# ***Libraries***

In [5]:
import numpy as np
import pandas as pd
import pyarabic.araby as ar

import re , string

from tqdm import tqdm_notebook as tqdm
from sklearn.model_selection import train_test_split
from sklearn.metrics import classification_report, accuracy_score, f1_score, confusion_matrix, precision_score , recall_score
from transformers import AutoConfig, AutoModelForSequenceClassification, AutoTokenizer, BertTokenizer
from transformers.data.processors import SingleSentenceClassificationProcessor
from transformers import Trainer , TrainingArguments
from transformers.trainer_utils import EvaluationStrategy
from transformers.data.processors.utils import InputFeatures
from torch.utils.data import Dataset
from torch.utils.data import DataLoader
from sklearn.utils import resample

from huggingface_hub import notebook_login

In [2]:

notebook_login()

In [6]:
repo_name = "Predict Arabic dialects"

## Load and Explore data

In [7]:
train = pd.read_csv("/kaggle/input/aim-technologies-predict-the-dialectal-arabic/dialect_dataset.csv")
******************************
▸ DESCRIPTION OF THE TASK: Name every function that the notebook code above imports from sklearn.metrics.
******************************
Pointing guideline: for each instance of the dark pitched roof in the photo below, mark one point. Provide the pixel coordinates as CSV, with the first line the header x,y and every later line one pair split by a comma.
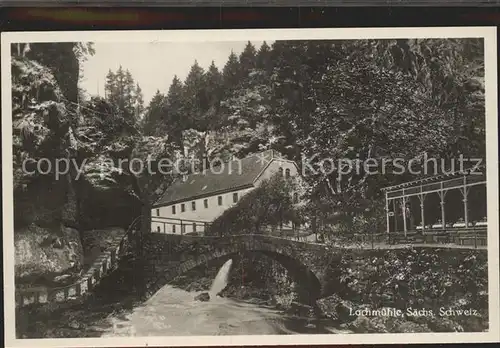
x,y
437,178
212,182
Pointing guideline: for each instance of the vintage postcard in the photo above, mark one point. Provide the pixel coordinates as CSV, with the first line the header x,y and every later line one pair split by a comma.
x,y
243,187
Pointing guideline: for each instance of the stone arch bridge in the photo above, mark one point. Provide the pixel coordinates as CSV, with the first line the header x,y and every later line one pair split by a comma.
x,y
168,256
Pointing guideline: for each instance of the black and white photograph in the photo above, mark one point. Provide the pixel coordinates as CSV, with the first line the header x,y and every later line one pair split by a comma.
x,y
306,186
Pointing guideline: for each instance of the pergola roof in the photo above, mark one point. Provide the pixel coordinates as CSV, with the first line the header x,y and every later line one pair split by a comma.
x,y
433,179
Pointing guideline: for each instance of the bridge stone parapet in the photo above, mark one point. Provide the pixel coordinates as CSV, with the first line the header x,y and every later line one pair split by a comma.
x,y
169,256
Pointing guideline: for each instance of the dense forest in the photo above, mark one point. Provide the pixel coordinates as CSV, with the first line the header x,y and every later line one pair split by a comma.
x,y
361,99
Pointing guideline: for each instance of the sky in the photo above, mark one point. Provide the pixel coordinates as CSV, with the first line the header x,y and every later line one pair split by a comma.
x,y
154,64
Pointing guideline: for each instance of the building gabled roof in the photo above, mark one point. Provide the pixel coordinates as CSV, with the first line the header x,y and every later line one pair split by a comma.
x,y
436,178
232,175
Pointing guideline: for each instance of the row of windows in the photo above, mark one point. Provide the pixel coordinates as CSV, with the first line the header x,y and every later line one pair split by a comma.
x,y
193,204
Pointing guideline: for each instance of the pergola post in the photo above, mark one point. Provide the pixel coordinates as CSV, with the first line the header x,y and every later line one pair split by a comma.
x,y
387,212
403,205
421,197
395,215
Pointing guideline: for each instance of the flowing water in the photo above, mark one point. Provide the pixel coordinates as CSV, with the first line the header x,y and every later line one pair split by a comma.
x,y
220,281
174,312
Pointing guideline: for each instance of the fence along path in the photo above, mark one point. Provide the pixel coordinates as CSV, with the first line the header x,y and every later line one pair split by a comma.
x,y
104,263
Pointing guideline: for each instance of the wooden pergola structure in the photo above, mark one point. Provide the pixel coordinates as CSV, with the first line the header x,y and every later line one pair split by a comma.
x,y
399,196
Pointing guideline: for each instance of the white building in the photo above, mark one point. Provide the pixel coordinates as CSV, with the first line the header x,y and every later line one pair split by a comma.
x,y
193,202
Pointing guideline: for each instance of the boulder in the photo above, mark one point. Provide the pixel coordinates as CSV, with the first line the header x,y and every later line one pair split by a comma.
x,y
203,297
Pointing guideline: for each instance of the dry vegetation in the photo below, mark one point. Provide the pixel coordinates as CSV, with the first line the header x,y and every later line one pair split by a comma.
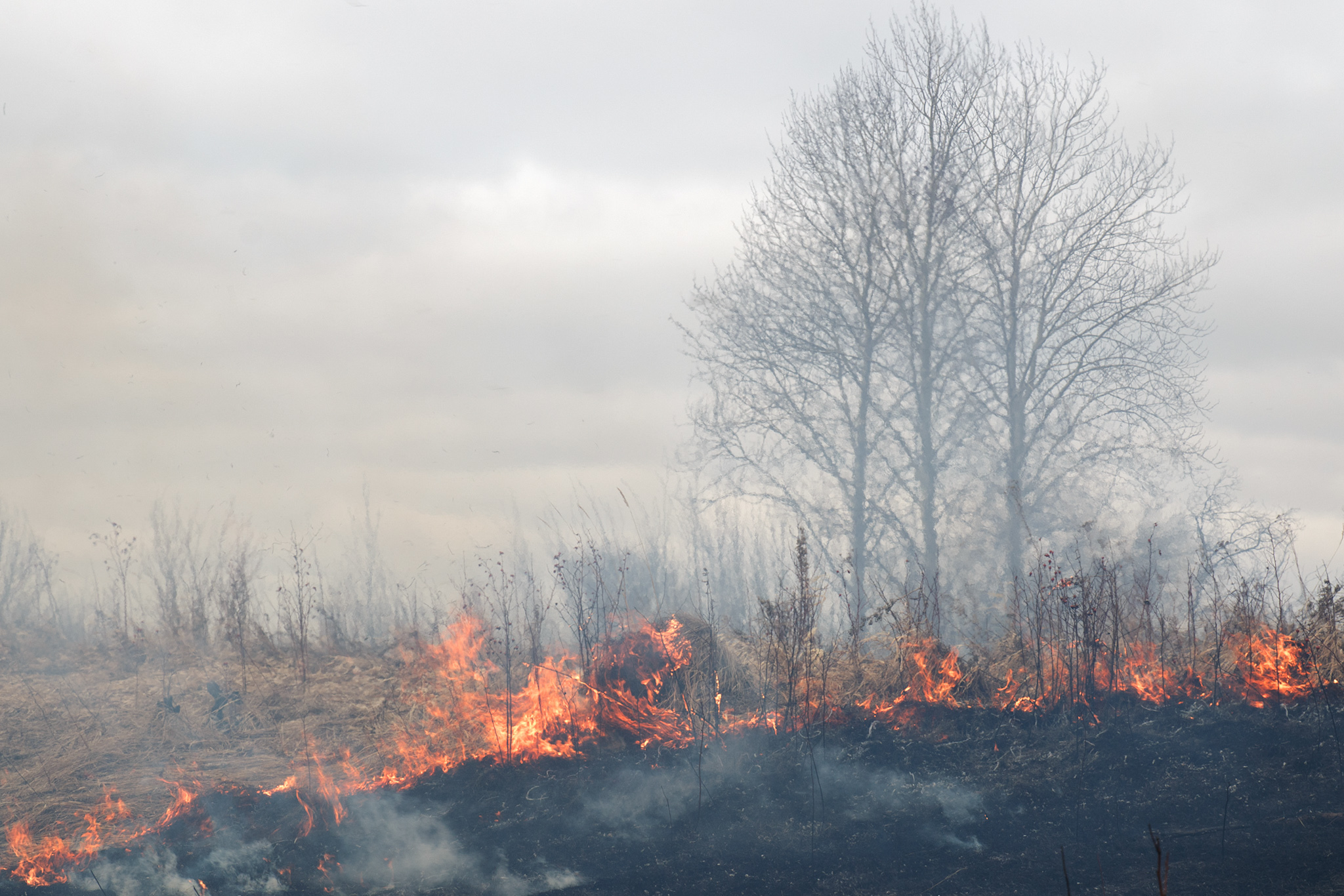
x,y
215,695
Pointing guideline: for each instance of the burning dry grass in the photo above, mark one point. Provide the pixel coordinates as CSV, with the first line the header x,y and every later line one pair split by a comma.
x,y
85,724
104,744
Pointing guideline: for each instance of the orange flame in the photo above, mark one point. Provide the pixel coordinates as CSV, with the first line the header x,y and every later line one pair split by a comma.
x,y
464,708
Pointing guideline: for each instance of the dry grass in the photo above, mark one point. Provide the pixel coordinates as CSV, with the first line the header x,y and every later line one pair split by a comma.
x,y
79,722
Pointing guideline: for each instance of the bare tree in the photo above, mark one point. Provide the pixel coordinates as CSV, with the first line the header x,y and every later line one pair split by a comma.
x,y
832,347
956,277
1086,342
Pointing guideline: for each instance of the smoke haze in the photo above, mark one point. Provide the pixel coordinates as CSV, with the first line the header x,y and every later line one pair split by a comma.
x,y
268,256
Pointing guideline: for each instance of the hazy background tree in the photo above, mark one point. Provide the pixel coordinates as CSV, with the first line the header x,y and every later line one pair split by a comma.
x,y
1086,342
832,347
956,278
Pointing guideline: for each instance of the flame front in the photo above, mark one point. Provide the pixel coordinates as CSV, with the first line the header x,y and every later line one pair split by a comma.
x,y
465,707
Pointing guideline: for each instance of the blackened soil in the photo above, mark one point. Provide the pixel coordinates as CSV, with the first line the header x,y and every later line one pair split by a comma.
x,y
1244,801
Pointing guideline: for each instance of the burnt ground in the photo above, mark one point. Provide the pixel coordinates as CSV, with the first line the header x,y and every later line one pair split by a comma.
x,y
1245,801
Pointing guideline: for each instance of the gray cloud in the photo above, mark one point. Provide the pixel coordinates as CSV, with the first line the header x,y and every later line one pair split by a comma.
x,y
269,255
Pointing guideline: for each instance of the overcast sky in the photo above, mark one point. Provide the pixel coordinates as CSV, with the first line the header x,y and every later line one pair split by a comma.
x,y
270,251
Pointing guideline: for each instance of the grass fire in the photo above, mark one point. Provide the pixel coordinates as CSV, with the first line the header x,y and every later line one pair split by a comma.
x,y
284,782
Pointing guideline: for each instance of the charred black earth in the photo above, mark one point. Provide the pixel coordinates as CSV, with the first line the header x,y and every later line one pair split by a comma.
x,y
1244,801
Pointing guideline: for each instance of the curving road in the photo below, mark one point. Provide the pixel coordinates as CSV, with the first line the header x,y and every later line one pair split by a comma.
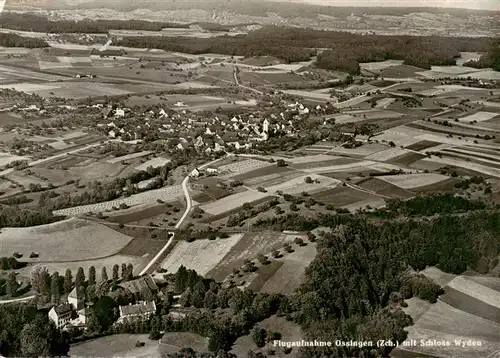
x,y
18,300
189,204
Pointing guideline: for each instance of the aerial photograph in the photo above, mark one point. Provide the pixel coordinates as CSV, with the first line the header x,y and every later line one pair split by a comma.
x,y
250,178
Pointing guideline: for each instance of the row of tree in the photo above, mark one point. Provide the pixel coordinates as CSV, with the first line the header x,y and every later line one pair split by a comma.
x,y
14,40
31,22
345,50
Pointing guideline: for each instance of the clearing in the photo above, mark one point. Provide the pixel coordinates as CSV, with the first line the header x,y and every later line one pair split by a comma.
x,y
249,246
200,255
118,345
69,240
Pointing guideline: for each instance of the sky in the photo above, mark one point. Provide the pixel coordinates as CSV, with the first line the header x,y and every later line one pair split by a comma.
x,y
465,4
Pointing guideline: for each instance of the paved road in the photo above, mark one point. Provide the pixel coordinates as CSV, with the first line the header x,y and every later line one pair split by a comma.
x,y
189,204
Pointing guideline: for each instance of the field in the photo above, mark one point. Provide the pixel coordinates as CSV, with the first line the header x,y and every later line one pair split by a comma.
x,y
290,332
169,193
172,342
294,266
68,240
468,310
119,345
248,247
232,202
199,255
138,264
410,181
385,188
343,196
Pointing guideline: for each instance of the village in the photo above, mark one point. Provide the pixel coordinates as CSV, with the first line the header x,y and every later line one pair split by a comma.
x,y
209,184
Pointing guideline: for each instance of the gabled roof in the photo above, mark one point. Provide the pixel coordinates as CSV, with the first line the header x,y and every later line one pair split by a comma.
x,y
77,293
140,285
63,309
137,309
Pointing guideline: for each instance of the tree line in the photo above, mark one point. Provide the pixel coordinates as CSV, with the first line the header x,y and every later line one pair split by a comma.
x,y
14,40
31,22
345,50
490,59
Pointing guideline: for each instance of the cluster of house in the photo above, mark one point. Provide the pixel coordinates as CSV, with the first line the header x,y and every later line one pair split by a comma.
x,y
204,134
76,312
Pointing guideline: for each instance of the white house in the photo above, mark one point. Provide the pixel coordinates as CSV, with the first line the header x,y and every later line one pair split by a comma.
x,y
137,311
61,315
195,173
265,126
76,298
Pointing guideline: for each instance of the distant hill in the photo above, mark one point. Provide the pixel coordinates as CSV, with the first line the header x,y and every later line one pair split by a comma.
x,y
245,7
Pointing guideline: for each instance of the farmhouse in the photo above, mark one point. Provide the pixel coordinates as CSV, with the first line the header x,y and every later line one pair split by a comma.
x,y
61,315
195,173
140,310
74,313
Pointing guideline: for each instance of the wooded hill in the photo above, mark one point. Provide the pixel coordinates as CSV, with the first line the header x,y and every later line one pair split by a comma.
x,y
346,50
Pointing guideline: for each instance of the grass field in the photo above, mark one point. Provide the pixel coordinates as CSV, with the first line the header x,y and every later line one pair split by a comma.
x,y
172,342
268,170
231,202
342,196
248,247
168,193
199,255
289,331
410,181
68,240
142,247
291,273
136,213
243,166
138,264
119,345
468,310
384,188
298,185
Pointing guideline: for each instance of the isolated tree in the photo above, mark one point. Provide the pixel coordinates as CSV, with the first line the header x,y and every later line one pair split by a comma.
x,y
102,288
68,281
90,293
115,273
40,279
11,285
198,295
104,312
55,289
91,280
185,299
104,274
210,301
130,272
124,270
180,279
80,277
34,342
259,336
154,331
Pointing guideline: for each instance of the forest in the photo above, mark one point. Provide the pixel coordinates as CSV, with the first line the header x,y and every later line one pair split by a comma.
x,y
13,40
354,288
262,8
31,22
345,52
490,59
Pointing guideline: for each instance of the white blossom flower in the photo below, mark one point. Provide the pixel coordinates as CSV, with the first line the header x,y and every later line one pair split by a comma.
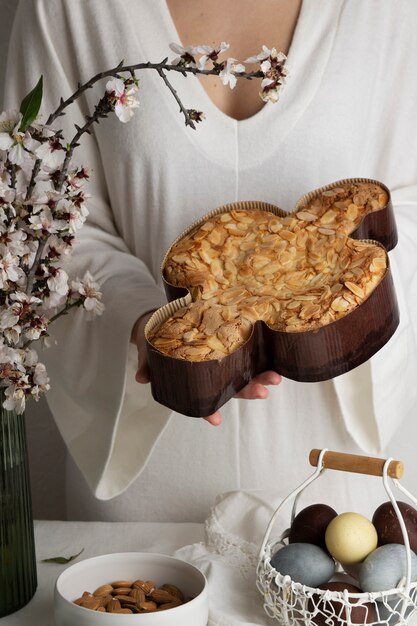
x,y
125,98
40,377
44,221
30,357
185,55
37,327
9,269
10,316
16,397
227,75
13,334
12,242
88,288
57,281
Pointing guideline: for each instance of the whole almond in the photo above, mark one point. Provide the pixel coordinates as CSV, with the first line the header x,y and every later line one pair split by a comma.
x,y
121,583
161,596
121,591
138,595
148,606
104,590
126,600
146,585
113,606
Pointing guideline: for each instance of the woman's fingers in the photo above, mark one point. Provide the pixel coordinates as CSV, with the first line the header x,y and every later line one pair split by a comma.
x,y
254,390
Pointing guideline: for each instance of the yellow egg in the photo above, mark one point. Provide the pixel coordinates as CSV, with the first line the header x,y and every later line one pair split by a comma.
x,y
350,537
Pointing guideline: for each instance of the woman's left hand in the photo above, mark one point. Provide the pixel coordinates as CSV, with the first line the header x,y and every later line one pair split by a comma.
x,y
256,389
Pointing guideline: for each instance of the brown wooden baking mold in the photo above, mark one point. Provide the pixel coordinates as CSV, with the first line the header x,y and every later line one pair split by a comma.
x,y
200,388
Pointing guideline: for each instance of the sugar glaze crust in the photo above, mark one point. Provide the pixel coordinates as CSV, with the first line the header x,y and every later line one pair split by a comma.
x,y
296,272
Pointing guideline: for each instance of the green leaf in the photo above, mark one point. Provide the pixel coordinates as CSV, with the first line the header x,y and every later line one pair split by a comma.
x,y
62,559
30,106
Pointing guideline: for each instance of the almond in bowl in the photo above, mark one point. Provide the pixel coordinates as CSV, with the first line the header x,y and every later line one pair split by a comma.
x,y
307,293
131,589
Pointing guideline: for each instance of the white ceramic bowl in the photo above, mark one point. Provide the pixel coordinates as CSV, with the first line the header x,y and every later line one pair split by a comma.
x,y
89,574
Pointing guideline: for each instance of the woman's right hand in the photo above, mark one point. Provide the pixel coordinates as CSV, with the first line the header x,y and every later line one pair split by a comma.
x,y
256,389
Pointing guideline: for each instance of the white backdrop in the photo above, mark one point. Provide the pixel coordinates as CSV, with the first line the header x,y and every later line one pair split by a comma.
x,y
46,449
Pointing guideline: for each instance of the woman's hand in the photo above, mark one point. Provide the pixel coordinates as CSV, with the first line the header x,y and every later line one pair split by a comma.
x,y
256,389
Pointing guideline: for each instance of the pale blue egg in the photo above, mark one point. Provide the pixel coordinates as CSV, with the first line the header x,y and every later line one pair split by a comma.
x,y
305,563
385,567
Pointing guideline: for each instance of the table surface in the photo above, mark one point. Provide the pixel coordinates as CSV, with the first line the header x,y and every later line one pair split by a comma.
x,y
68,538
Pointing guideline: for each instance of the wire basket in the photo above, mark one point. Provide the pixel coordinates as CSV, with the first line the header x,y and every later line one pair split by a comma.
x,y
295,604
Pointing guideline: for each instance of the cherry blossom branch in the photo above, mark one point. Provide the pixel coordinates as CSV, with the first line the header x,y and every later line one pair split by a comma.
x,y
184,111
32,271
102,109
159,67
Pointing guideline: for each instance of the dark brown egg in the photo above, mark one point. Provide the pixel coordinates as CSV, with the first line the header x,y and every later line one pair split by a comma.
x,y
309,525
388,527
325,612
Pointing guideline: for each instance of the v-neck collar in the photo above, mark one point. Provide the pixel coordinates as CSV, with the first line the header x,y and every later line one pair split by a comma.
x,y
307,59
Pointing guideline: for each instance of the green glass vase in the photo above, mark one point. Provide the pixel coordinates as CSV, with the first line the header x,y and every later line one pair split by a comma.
x,y
18,577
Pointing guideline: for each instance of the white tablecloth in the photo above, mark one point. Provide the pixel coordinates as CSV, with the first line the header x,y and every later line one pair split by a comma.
x,y
68,538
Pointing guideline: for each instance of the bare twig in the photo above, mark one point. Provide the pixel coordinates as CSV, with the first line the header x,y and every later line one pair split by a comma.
x,y
184,111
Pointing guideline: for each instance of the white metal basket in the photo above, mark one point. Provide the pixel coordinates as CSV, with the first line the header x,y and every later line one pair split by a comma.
x,y
294,604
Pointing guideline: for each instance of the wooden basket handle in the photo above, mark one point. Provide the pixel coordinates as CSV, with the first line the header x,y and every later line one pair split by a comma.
x,y
356,463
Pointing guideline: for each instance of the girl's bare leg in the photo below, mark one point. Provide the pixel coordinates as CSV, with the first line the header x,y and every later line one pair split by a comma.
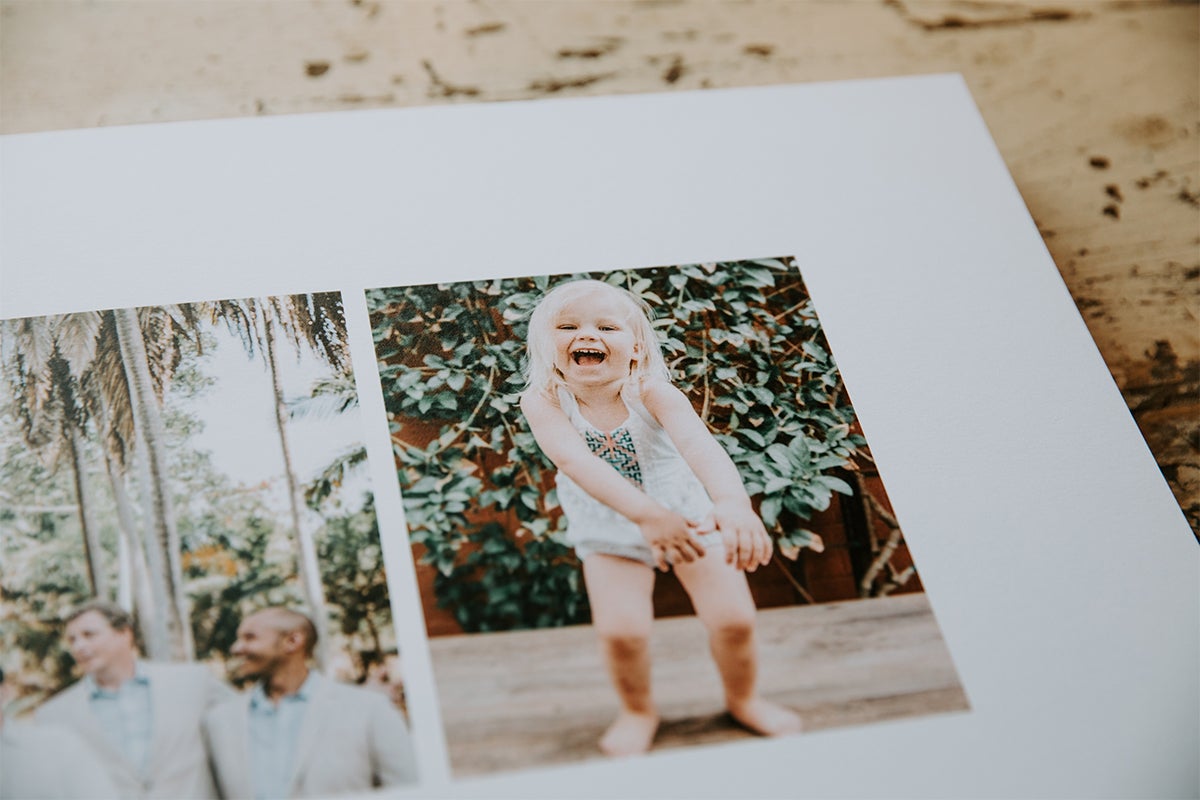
x,y
621,591
723,601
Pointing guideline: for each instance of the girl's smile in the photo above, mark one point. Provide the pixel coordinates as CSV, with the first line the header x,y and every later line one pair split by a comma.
x,y
593,341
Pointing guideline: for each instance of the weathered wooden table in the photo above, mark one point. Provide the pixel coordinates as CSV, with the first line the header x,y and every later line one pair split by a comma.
x,y
535,698
1095,106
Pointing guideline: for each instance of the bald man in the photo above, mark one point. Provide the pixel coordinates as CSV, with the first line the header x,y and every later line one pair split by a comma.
x,y
298,734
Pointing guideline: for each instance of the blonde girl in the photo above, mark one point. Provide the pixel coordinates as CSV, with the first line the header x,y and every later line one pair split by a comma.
x,y
643,485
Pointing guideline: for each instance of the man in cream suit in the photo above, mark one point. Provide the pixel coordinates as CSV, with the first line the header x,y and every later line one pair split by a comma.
x,y
34,758
297,733
142,719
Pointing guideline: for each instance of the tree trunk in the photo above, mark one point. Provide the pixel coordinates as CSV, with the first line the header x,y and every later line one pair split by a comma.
x,y
93,552
165,546
135,573
306,549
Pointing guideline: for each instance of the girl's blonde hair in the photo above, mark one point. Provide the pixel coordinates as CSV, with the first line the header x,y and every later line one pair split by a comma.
x,y
541,374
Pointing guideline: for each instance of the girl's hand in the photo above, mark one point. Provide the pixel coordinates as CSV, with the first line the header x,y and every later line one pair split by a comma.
x,y
670,537
747,543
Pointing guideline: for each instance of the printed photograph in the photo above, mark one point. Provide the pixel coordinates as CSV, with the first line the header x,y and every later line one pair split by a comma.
x,y
645,516
192,593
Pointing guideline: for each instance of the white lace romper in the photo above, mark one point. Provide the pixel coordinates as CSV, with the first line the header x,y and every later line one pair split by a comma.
x,y
643,453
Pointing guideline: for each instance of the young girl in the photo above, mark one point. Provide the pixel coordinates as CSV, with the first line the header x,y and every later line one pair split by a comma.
x,y
643,485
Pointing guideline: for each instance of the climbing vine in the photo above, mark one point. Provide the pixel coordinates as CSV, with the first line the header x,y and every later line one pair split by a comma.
x,y
743,342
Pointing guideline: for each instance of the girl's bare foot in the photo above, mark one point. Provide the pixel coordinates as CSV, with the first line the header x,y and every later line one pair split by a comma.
x,y
765,717
630,734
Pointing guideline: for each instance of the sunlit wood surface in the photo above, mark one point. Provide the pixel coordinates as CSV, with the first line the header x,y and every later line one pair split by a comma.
x,y
533,698
1095,106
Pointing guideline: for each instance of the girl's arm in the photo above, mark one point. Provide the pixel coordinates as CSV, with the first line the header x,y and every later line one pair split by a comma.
x,y
667,533
747,543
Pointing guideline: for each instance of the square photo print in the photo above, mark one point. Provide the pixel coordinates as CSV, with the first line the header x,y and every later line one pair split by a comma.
x,y
192,584
645,516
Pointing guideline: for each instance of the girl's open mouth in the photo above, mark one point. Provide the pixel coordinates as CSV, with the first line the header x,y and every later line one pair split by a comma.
x,y
586,358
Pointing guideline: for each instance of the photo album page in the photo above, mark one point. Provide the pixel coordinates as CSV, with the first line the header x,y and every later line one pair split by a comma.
x,y
721,444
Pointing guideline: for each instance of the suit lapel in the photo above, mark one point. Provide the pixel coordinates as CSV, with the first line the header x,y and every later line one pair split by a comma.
x,y
235,752
310,731
162,697
90,731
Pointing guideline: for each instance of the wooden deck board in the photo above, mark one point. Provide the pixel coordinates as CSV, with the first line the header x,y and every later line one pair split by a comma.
x,y
534,698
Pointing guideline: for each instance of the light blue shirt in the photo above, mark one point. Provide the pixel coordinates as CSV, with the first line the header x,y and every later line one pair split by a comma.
x,y
126,715
274,732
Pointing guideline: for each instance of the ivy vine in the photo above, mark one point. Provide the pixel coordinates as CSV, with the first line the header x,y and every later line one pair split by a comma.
x,y
743,342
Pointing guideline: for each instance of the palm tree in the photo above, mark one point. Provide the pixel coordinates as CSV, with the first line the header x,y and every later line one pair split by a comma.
x,y
46,356
315,322
111,401
165,551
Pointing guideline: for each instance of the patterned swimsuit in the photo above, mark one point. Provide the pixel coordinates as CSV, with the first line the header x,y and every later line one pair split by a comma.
x,y
643,453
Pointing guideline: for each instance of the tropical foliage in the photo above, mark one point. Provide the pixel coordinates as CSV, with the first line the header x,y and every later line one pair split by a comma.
x,y
105,493
742,340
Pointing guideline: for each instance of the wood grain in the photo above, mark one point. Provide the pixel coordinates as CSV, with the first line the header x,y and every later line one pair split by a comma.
x,y
535,698
1093,104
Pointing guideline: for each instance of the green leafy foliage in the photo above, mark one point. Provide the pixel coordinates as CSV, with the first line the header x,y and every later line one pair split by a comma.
x,y
743,342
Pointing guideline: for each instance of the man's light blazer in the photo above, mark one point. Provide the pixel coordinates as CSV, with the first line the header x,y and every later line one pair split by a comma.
x,y
351,739
177,765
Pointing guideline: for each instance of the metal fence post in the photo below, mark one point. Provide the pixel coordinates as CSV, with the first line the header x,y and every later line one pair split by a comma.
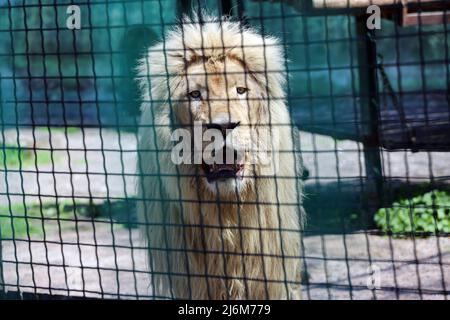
x,y
368,92
2,281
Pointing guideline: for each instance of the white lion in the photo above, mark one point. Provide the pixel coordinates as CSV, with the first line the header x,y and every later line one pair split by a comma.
x,y
214,230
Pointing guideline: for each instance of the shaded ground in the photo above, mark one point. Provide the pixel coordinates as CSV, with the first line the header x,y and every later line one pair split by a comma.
x,y
338,266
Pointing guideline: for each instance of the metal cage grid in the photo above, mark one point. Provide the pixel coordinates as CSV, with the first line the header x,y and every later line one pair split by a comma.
x,y
373,111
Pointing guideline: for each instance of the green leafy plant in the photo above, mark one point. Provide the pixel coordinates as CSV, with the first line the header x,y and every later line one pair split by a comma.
x,y
428,213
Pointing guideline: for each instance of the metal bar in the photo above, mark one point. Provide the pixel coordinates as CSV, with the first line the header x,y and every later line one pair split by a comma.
x,y
368,91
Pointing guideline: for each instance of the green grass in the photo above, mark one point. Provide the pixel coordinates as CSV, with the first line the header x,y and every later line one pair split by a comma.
x,y
60,129
428,213
12,156
19,221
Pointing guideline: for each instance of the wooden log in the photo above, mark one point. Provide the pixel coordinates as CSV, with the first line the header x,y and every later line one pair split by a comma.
x,y
341,4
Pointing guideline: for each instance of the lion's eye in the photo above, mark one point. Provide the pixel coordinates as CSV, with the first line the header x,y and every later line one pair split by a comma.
x,y
241,90
195,94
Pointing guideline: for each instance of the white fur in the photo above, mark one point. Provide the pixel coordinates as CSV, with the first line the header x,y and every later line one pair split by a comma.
x,y
206,240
******************************
▸ THE COMPLETED TASK: classification_report, accuracy_score, f1_score, confusion_matrix, precision_score, recall_score